------ RECORDS FOR PROCESSING

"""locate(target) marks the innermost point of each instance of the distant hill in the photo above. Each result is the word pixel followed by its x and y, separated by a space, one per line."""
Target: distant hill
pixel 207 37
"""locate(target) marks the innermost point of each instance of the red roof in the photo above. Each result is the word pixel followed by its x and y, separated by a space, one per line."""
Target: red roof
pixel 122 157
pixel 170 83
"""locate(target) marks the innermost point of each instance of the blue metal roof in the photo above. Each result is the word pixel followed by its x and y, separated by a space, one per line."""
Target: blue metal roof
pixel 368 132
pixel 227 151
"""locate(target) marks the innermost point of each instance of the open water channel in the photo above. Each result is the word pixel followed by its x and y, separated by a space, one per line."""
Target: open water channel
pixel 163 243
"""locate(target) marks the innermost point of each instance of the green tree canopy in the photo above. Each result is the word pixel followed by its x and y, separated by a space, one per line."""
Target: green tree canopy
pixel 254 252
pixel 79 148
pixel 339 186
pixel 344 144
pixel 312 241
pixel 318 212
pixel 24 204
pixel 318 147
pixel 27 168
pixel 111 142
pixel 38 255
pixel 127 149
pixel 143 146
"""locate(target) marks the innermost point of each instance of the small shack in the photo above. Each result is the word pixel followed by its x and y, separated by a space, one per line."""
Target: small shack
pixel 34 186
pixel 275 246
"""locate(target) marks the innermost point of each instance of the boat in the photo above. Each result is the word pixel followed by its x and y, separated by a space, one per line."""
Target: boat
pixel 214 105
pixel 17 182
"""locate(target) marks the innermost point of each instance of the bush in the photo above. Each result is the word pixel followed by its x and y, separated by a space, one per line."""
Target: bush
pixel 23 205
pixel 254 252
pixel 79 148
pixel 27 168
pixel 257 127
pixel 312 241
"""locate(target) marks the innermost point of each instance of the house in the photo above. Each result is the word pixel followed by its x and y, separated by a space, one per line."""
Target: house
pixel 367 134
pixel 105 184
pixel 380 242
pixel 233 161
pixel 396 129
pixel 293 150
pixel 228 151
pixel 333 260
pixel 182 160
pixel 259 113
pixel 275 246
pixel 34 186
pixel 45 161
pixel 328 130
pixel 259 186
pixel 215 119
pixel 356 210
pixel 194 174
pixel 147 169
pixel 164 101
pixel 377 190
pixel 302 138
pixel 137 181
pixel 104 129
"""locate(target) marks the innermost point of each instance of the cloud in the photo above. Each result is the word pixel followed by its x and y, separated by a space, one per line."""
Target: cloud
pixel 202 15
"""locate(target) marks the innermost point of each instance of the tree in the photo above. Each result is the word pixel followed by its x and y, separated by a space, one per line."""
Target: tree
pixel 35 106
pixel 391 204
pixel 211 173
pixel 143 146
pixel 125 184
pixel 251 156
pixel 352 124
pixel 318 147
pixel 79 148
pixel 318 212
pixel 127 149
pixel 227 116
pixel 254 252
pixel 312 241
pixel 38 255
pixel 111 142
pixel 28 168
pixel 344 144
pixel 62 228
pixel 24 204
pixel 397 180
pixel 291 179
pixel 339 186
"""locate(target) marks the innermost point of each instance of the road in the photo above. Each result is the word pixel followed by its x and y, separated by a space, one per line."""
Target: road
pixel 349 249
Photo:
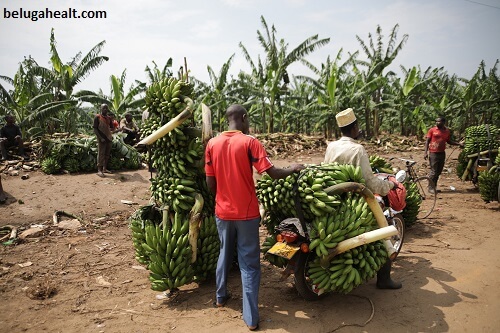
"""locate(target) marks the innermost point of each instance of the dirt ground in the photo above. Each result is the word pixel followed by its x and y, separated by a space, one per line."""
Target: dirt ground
pixel 87 280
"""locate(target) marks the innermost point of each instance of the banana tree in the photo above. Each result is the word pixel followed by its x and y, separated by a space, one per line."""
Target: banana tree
pixel 118 101
pixel 61 80
pixel 30 102
pixel 476 97
pixel 156 74
pixel 378 60
pixel 274 70
pixel 218 92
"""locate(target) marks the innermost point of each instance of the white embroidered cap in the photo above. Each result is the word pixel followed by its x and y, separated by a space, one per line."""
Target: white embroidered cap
pixel 345 117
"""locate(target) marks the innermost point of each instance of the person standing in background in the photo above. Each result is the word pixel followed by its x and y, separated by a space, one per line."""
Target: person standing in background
pixel 102 129
pixel 435 143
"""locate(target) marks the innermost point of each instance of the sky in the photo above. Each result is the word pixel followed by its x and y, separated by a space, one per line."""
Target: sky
pixel 454 34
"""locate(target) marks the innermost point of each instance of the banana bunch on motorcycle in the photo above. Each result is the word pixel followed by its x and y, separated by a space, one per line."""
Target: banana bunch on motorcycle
pixel 330 219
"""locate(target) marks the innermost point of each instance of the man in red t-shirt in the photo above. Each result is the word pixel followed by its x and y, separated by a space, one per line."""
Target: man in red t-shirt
pixel 437 137
pixel 229 161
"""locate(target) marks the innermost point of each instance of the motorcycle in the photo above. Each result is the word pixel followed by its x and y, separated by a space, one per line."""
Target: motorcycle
pixel 293 238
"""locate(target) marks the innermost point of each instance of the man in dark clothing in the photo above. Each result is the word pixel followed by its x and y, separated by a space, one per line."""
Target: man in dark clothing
pixel 10 135
pixel 102 129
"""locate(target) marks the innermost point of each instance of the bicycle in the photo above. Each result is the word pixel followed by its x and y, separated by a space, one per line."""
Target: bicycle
pixel 423 183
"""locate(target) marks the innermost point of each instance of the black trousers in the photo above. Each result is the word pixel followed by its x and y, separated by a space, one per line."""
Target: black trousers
pixel 436 161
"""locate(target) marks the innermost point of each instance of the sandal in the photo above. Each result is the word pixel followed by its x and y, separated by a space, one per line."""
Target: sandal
pixel 224 301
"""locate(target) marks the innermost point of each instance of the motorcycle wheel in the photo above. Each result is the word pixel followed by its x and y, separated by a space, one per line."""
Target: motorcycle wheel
pixel 303 283
pixel 398 239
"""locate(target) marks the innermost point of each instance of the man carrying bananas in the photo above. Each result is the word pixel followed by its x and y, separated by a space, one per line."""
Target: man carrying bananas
pixel 229 159
pixel 347 151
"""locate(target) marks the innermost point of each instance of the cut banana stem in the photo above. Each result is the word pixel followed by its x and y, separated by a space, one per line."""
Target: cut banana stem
pixel 168 127
pixel 194 224
pixel 372 203
pixel 367 237
pixel 206 116
pixel 366 193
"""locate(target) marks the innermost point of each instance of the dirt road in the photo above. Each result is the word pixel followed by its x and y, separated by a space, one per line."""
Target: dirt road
pixel 91 282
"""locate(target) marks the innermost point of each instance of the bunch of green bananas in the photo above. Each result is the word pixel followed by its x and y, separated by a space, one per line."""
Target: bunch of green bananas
pixel 279 195
pixel 166 97
pixel 477 139
pixel 352 218
pixel 413 201
pixel 349 269
pixel 488 181
pixel 331 219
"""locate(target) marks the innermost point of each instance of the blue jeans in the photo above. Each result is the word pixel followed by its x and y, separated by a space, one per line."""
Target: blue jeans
pixel 245 235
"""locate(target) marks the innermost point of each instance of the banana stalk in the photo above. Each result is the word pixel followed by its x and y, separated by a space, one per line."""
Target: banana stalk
pixel 206 116
pixel 168 127
pixel 195 219
pixel 367 237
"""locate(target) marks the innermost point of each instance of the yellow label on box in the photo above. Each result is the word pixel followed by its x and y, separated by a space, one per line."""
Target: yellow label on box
pixel 283 250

------------

▶ GOAL OF THE EXERCISE: Arrange the records in the stretch from the line containing "of the bicycle" through the line containing "pixel 331 219" as a two-column CSV with the header input,output, one row per record. Put each record's text under input and its answer under output, with every field enclosed in double quotes and line breaks replaced by spaces.

▶ FULL SOLUTION:
input,output
"""""""locate(target) marks the innermost point of each instance of the bicycle in the photo above. Each result is the word pixel followed by its x and y, separated by a space, one per line."""""" Target: bicycle","pixel 423 183"
"""""""locate(target) marks the innermost point of each instance of the black trousers in the photo above. Each result is the word pixel followed by its x and y, separated by a space, one per line."""""" Target: black trousers","pixel 436 161"
"""""""locate(target) marks the innermost point of each instance of the sandal in the photo above. Each result is the word pixel followed by its x and y, separated by a space, one per line."""""" Target: sandal","pixel 224 301"
"""""""locate(target) marks the innermost point of each instance of the motorcycle wheel in the photo above. Each result is the word pixel followed by its x and y, separated by a space, one per line."""""" Target: motorcycle wheel","pixel 303 283 pixel 398 239"
"""""""locate(target) marks the innermost point of each instance of the man carrying bananas in the photo above. Each result is the word pixel followed by its x and y, separated by a space, one per line."""""" Target: man carrying bananas","pixel 229 159 pixel 347 151"
"""""""locate(target) marks the innermost point of each instance of the cut banana stem in the photo above. Each result is the word pixel followed by its x and y, separated by a space, one per line."""""" Target: cut banana stem","pixel 168 127 pixel 194 224 pixel 372 203 pixel 367 237 pixel 206 116 pixel 366 193"
"""""""locate(target) marks the innermost point of each instance of the dirt road in the photo above. Each result is the word pixel followed by its x and y, separated by a space, one per line."""""" Target: dirt road","pixel 91 282"
"""""""locate(target) marks the innermost point of each instance of the bunch of green bananas in the photo above. Each result is the word pixel followed by its x and y, separated by a space, one per line."""""" Target: bunch of green bananas","pixel 279 195 pixel 166 97 pixel 477 139 pixel 352 218 pixel 413 201 pixel 349 269 pixel 488 181 pixel 331 219"